WHAT YOU ARE ASKED TO DO ▸
Find every line in the records that contains the word "building", and copy each of those lines.
■ ■ ■ ■
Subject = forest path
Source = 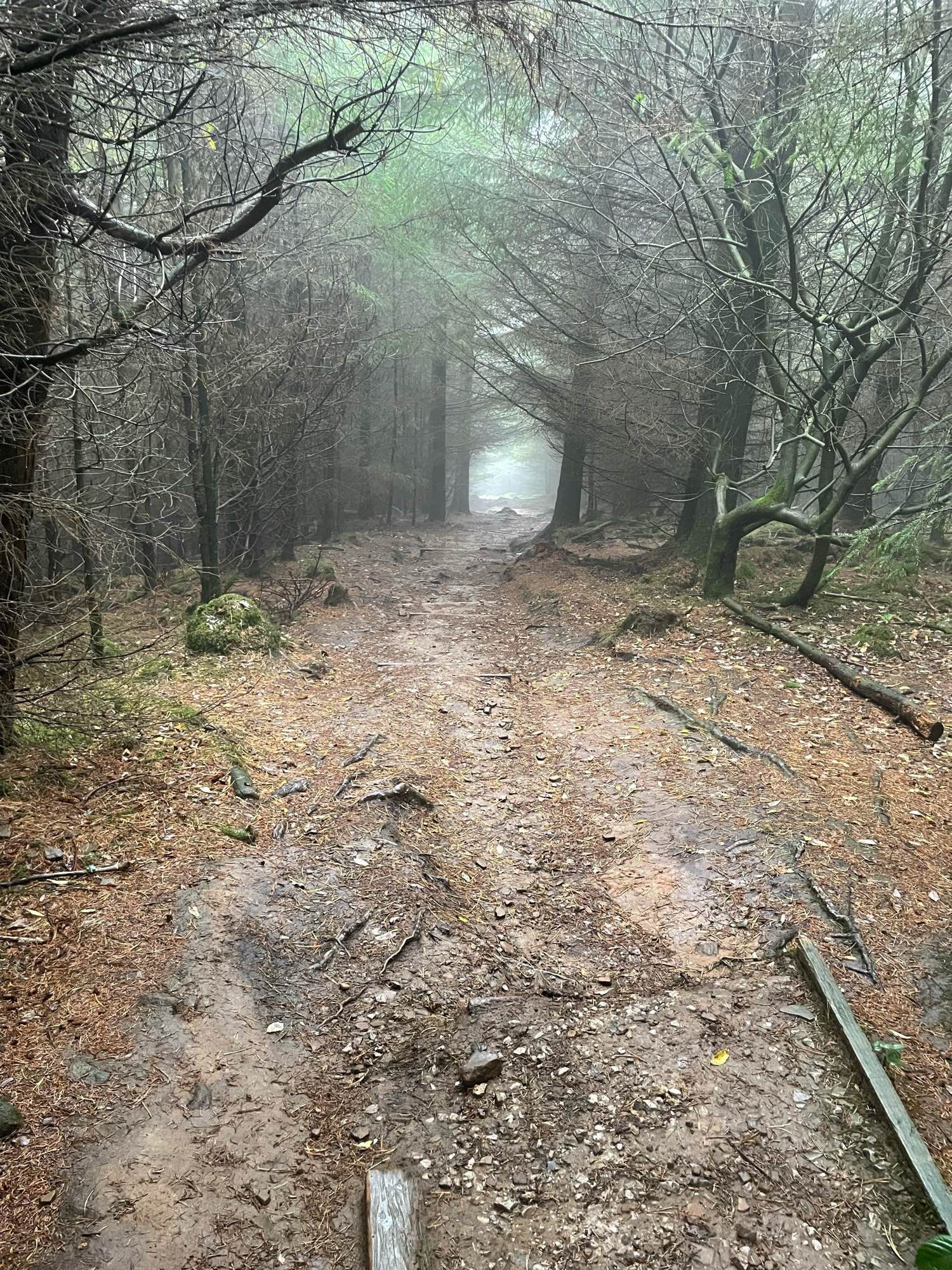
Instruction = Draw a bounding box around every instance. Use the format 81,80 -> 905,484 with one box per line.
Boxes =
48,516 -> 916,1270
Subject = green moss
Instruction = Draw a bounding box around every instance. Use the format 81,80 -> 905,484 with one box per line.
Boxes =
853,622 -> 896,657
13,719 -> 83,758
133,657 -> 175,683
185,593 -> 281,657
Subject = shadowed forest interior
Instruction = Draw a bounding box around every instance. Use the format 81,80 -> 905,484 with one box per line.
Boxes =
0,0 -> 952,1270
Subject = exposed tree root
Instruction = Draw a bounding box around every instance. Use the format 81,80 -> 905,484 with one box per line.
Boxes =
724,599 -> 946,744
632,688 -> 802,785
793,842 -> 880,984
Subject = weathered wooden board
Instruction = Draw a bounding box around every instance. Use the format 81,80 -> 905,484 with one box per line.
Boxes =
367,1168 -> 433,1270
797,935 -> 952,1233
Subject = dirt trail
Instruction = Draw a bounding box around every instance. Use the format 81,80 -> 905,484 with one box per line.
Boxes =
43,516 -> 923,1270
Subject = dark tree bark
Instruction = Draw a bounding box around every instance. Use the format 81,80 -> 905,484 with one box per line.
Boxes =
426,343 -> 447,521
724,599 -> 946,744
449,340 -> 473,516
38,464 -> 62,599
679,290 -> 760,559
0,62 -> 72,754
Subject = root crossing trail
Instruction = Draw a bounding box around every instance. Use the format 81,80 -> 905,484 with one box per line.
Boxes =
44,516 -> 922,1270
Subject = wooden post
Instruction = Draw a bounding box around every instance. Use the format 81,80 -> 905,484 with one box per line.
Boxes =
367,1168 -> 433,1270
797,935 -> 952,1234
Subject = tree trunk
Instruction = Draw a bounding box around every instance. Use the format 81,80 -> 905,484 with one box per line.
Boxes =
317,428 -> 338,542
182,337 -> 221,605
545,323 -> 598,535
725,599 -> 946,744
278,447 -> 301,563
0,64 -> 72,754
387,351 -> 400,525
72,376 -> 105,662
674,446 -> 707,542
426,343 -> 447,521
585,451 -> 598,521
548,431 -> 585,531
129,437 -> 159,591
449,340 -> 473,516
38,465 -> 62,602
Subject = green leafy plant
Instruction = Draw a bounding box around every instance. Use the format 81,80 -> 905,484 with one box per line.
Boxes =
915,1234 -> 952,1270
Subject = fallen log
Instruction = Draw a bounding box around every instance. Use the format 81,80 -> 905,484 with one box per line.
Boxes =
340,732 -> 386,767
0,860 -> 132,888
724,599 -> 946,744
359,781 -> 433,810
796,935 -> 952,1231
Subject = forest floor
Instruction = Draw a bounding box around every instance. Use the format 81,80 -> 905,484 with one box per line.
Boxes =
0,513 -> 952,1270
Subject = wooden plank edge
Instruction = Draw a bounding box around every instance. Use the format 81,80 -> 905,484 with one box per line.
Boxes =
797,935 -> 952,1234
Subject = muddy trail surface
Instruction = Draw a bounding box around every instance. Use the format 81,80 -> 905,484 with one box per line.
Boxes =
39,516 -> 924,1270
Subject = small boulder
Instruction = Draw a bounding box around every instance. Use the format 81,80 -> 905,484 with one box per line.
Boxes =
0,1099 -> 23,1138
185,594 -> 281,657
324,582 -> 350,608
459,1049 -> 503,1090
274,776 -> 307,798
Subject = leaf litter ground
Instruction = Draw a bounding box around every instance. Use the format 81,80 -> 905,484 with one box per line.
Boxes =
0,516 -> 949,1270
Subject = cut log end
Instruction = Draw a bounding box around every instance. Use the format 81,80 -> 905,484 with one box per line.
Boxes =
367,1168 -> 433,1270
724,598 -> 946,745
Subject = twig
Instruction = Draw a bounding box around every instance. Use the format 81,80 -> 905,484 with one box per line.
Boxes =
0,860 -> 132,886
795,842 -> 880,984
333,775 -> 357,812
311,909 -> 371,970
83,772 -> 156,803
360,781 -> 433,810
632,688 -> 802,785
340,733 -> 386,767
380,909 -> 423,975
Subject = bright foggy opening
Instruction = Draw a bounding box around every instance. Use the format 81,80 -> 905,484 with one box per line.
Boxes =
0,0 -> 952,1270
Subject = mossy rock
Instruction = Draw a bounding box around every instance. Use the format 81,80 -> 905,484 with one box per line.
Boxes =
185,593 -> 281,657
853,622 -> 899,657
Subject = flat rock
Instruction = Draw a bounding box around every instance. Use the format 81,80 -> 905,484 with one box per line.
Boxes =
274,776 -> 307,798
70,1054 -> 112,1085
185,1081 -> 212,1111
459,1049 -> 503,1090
■ ■ ■ ■
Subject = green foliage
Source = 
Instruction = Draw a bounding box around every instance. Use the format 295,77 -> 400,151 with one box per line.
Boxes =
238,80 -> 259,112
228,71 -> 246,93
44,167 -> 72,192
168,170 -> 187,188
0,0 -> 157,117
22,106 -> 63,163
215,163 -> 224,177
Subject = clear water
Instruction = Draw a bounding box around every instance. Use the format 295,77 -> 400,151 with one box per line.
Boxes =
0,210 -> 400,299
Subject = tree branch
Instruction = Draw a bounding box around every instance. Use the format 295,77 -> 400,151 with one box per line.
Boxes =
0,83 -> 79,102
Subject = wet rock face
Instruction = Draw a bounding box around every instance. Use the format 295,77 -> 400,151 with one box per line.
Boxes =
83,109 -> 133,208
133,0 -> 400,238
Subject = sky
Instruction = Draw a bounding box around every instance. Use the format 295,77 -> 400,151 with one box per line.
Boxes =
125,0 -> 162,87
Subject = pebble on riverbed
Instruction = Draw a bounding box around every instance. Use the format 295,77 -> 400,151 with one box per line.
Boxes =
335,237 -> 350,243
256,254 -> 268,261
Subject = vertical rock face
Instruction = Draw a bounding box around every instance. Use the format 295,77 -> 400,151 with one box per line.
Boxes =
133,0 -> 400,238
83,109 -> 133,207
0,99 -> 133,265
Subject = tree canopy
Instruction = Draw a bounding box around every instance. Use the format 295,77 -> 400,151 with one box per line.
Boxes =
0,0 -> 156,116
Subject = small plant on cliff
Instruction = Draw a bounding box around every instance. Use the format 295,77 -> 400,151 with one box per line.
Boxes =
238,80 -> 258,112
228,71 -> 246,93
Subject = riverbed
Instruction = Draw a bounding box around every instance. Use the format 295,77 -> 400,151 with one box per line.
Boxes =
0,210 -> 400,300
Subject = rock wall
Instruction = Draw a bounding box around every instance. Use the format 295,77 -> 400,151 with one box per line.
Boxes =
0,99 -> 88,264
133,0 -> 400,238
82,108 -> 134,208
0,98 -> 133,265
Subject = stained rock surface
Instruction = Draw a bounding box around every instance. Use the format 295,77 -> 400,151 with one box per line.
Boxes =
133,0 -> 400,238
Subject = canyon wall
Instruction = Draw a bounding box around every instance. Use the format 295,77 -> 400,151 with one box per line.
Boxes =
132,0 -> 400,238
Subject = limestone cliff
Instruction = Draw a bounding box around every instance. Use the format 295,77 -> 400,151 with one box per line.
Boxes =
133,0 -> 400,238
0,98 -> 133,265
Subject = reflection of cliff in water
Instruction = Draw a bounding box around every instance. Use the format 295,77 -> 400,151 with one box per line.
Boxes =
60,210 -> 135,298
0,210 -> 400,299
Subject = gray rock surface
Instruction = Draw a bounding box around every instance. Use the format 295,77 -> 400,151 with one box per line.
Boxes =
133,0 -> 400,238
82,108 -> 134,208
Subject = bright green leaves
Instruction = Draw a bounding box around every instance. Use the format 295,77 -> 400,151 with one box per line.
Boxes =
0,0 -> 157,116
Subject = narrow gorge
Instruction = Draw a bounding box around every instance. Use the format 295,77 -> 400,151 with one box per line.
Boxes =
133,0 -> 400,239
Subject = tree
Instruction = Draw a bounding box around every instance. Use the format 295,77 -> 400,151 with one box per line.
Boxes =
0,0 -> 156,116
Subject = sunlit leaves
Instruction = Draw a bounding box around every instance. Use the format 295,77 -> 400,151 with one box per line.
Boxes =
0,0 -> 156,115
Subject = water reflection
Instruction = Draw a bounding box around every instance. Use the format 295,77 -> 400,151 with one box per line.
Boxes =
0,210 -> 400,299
■ ■ ■ ■
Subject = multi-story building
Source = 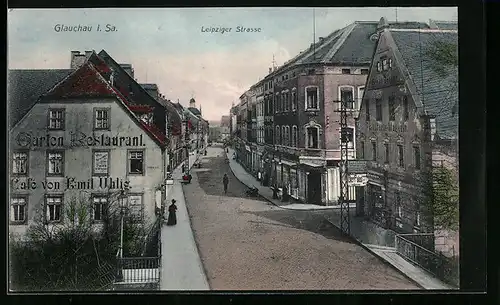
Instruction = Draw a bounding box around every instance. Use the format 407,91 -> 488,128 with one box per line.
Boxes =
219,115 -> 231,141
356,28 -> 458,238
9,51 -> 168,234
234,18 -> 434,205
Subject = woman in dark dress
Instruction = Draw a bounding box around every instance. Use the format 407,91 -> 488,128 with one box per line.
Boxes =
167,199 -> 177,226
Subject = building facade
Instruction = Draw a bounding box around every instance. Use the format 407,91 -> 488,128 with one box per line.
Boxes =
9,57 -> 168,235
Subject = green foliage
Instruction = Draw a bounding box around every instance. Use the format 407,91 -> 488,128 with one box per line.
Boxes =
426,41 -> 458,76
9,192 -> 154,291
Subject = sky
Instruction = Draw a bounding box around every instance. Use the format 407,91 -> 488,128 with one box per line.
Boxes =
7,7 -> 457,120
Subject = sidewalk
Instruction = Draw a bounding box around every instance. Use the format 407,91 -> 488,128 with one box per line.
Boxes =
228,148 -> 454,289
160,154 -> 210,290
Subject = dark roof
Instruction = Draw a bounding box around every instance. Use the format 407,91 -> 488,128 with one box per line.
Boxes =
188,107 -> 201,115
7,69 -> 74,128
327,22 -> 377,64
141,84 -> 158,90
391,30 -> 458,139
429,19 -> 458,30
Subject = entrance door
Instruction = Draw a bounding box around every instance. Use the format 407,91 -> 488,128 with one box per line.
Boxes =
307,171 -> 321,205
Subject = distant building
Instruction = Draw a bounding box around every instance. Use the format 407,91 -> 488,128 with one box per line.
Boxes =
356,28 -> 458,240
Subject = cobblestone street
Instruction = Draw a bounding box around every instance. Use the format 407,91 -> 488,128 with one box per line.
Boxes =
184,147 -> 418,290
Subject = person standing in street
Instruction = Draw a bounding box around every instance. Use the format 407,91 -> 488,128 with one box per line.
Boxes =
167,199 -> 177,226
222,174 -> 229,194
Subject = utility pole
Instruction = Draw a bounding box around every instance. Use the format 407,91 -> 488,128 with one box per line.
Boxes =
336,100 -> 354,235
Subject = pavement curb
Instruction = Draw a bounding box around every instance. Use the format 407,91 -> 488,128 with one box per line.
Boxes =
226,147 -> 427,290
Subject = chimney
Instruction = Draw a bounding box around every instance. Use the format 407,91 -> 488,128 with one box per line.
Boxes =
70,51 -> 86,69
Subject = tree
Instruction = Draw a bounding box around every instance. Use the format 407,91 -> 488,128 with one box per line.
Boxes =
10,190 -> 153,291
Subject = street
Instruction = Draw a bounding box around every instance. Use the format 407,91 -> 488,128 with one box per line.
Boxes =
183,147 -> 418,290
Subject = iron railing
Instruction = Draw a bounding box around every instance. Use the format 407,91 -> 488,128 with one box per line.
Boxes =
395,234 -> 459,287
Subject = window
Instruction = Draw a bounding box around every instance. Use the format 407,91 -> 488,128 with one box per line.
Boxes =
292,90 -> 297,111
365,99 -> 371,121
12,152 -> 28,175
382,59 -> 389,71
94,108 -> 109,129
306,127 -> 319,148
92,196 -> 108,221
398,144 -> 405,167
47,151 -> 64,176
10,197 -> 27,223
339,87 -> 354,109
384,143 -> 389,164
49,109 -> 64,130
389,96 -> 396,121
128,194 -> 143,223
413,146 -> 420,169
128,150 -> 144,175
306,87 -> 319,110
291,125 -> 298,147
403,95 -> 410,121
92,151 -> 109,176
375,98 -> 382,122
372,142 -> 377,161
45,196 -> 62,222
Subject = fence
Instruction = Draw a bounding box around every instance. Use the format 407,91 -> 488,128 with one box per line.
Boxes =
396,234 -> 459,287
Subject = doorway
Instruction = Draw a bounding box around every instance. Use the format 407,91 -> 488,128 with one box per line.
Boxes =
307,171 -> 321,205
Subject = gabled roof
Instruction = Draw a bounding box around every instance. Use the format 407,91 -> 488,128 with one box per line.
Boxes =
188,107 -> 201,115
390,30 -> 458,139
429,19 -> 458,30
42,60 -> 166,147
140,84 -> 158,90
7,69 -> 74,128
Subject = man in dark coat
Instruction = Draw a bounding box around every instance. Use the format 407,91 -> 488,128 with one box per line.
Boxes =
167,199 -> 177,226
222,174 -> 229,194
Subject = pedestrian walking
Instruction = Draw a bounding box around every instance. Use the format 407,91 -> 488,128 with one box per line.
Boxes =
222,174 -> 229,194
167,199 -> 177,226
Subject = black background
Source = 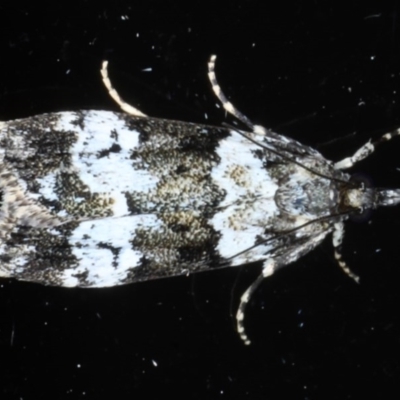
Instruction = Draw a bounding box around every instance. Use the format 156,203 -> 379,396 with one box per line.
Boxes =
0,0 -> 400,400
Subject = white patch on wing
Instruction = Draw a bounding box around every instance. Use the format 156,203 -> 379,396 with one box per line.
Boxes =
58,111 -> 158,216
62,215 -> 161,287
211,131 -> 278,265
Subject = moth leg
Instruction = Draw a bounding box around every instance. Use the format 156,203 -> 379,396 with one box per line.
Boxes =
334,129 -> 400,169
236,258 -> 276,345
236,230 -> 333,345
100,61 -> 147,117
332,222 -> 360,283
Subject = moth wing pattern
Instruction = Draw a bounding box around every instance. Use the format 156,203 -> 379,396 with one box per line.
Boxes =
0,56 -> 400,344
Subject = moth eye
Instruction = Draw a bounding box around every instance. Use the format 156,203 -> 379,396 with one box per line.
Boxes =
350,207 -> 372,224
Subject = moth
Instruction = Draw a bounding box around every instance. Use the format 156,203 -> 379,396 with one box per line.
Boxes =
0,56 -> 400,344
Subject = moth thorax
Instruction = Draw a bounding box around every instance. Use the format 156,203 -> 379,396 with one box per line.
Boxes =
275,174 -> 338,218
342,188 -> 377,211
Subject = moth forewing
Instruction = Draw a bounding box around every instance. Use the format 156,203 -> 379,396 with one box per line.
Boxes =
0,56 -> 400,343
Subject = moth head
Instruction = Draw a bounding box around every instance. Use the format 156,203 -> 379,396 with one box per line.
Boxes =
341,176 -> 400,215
■ ■ ■ ■
SOLUTION TO THE PROBLEM ▸
Subject = multi-story building
Subject = building facade
Subject = distant building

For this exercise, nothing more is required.